## Excerto selecionado
┌────────

Na lição do Prof. Calvão da Silva[5], “É a consagração da noção de consumidor em sentido estrito, a mais corrente e generalizada na doutrina e nas Directivas comunitárias: pessoa que adquire um bem ou um serviço para uso privado – uso pessoal, familiar ou doméstico, na fórmula da al. a) do art. 2º da Convenção de Viena de 1980 sobre a compra e venda internacional de mercadorias, inspiradora da Directiva 1999/44/CE e do § 9-109 do …  -, de modo a satisfazer as necessidades pessoais e familiares, mas não já aquele que obtém ou utiliza bens e serviços para satisfação das necessidades da sua profissão ou empresa”. Continuando: “Razão pela qual todo aquele que adquira bens ou serviços destinados a uso não profissional será uma pessoa humana ou pessoa singular, com exclusão das pessoas jurídicas ou pessoas colectivas, as quais adquirem bens ou serviços no âmbito da sua actividade, segundo o princípio da especialidade do escopo, para a prossecução dos seus fins, actividades ou objectivos profissionais (art. 160º do CC e art. 6º do CSCom”. Rematando, finalmente, que «A noção estrita de consumidor – pessoa singular que adquire a fornecedor profissional bens ou serviços para uso não profissional –, que defendemos em geral e temos por consagrada no nº1 do art. 2º da LDC… impõe-se pertinente e inquestionavelmente in casu à luz do princípio da interpretação conforme à Directiva, em que se define consumidor como “qualquer pessoa singular que, nos contratos abrangidos pela presente Directiva, actue com objectivos alheios à sua actividade comercial ou profissional” (al. a) do nº 2 do art. 1º)».

Não detendo, pois, a recorrente e promitente-compradora a qualidade de consumidora, não pode a mesma, nos termos expostos, beneficiar, no âmbito do processo de insolvência em que nos situamos, do direito de retenção previsto no art. 755º, nº1, al. f) do CC, para satisfação do seu reconhecido crédito de € 140 000,00, o qual tem, pois, a natureza de crédito comum, como bem decidiu a 1ª instância. (…)».

Por seu turno, no Acórdão igualmente indicado como fundamento, acerca do ónus da prova da qualidade de consumidor, argumentou-se da seguinte forma:

«(…) A qualidade de consumidor está definida no nº 1 do art. 2º da Lei nº 24/96 de 31/07.

Nos termos deste dispositivo, é consumidor a pessoa singular  a quem sejam fornecidos bens, prestados serviços ou transmitidos quaisquer direitos, destinados exclusivamente a uso não profissional, por pessoa ( singular ou colectiva ) que exerça com carácter profissional uma actividade económica que vise a obtenção de benefícios.

É assim a finalidade do acto de consumo que determina, essencialmente, a qualificação do consumidor como sujeito do regime de benefício que aquele diploma instituiu – e ainda os que lhe seguiram na senda da mesma protecção do consumidor, como os decretos-leis nºs 67/2003 de 8/04 e 84/2008 de 21/05, operando a transposição de Directivas da União Europeia.

└────────

## Dados fornecidos
┌────────

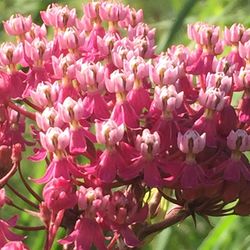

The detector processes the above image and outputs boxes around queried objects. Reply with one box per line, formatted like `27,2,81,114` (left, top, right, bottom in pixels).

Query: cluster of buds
0,1,250,250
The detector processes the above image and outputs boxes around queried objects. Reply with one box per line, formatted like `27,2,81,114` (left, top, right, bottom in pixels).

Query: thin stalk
23,99,43,112
6,183,39,209
8,101,36,121
138,207,190,240
18,165,43,203
14,225,46,231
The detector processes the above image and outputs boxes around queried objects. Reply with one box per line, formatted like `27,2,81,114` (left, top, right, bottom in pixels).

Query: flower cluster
0,1,250,250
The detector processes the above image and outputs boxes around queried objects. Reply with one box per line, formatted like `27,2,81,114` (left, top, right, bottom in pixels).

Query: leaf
198,216,239,250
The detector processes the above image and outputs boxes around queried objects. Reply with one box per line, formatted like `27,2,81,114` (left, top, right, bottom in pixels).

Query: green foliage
0,0,250,250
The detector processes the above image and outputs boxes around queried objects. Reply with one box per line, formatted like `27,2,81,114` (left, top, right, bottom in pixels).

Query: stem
138,207,190,240
8,101,36,121
23,99,43,113
0,163,17,187
158,188,181,205
107,233,120,250
18,165,42,203
14,225,46,231
7,201,26,212
6,183,39,210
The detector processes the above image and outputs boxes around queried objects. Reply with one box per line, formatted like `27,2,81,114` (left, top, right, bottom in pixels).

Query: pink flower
227,129,250,152
177,129,206,154
36,107,64,131
59,218,107,250
3,15,32,36
0,42,23,67
43,177,77,213
1,241,28,250
199,87,227,111
95,120,124,146
99,2,128,22
224,23,250,46
40,4,76,30
40,127,70,156
0,188,7,208
0,216,23,249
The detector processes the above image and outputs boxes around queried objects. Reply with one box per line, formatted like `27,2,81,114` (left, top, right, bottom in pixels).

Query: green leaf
198,216,239,250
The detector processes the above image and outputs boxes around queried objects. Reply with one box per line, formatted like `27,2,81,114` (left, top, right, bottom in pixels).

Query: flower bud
227,129,250,152
3,14,32,36
177,129,206,154
135,129,161,156
95,120,124,146
40,127,70,153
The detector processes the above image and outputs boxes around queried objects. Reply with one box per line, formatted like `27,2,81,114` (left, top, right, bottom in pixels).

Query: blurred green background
0,0,250,250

└────────

## Exercício breve
No excerto sobre a noção de consumidor, qual é o valor do crédito reconhecido da recorrente e promitente-compradora?

## Resposta completa
€ 140 000,00.